Given entries section start
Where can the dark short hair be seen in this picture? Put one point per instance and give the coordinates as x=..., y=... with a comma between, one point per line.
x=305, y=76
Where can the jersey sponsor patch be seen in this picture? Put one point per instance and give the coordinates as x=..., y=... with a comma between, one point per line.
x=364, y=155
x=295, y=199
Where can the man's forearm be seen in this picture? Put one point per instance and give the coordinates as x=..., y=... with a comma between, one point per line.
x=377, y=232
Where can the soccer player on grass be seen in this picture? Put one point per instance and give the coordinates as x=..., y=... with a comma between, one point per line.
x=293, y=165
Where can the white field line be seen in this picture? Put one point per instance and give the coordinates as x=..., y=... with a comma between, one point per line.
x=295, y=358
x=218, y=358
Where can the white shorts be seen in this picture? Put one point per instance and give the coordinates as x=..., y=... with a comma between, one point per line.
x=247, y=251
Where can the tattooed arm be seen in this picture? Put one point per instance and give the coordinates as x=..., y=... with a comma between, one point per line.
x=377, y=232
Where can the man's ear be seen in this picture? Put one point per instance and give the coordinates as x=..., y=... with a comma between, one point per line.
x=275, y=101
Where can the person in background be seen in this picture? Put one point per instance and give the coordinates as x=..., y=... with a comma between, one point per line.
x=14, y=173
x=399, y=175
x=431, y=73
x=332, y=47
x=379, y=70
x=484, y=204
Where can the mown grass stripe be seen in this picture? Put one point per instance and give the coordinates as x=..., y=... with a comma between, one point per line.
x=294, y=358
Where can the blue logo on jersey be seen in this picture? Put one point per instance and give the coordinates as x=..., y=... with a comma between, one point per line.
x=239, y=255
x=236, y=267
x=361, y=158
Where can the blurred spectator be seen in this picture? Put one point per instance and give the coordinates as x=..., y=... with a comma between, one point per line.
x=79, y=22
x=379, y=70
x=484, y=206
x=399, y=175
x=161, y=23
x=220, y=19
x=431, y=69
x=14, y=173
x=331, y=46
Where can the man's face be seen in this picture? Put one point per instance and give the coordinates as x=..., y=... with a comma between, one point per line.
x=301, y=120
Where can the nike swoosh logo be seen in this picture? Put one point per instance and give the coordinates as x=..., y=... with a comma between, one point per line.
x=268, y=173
Given entries section end
- Problem requirements
This task calls for every entry above to be transcribed exactly.

- Result of the exercise
Where can the dark short hair be seen in this picture? Put one point per instance and give the coordinates as x=..., y=... with a comma between, one point per line.
x=305, y=76
Where can the jersey sponsor patch be seen in this picture? Put one point per instance and give the coordinates as x=..., y=... with a comma between, one point per line.
x=364, y=155
x=295, y=199
Where can the man's forearm be seen in this picture? Put one point per instance and give the coordinates as x=..., y=... with a comma between, one point per line.
x=377, y=232
Where can the soccer player on grass be seen in this picture? Put one point per instance and give the coordinates as x=..., y=... with a comma between, one point per line.
x=293, y=165
Where can the white field line be seen in this picture? Put one point per instance and give the coordinates as x=..., y=... with a comma between, one point per line.
x=295, y=358
x=218, y=358
Where can the white shorts be seen in this picture? Put one point per instance and give the coordinates as x=..., y=... with a comma between, one point per line.
x=247, y=251
Where can the tattooed arm be seen in this picture? Put one point per instance and give the coordinates as x=..., y=... with a comma between, one point per line.
x=377, y=232
Where can the man's ear be seen in this picture? Put one point per instance and give the coordinates as x=..., y=... with a comma between, one point per line.
x=275, y=101
Where can the person in background be seen in this picture? Put one point per instance and give the coordinates as x=..., y=... with a comma between, one point per line.
x=14, y=173
x=399, y=175
x=431, y=73
x=332, y=47
x=379, y=70
x=484, y=204
Where can the mown grass stripe be seen in this picture? Put one point per instance and give the coordinates as x=..., y=... with a comma between, one point per line.
x=294, y=358
Where can the blue logo on jersey be seen in this picture? Put one point per instance and give the coordinates as x=..., y=... with a comma between, one point per line.
x=239, y=255
x=236, y=267
x=361, y=158
Where can the blurred spectator be seen in this picture? Put one point per instance and give the coordinates as x=..., y=... with a comma between, one point per line.
x=79, y=22
x=379, y=70
x=484, y=206
x=399, y=175
x=161, y=23
x=220, y=19
x=431, y=69
x=14, y=173
x=331, y=46
Where can the man's face be seen in this picture? Put one point per instance and give the coordinates as x=..., y=... with a comma between, one point per line.
x=301, y=120
Where can the nike swoosh logo be seen in this picture? Put one point per instance and give the coordinates as x=..., y=... with a comma between, one point per line.
x=268, y=173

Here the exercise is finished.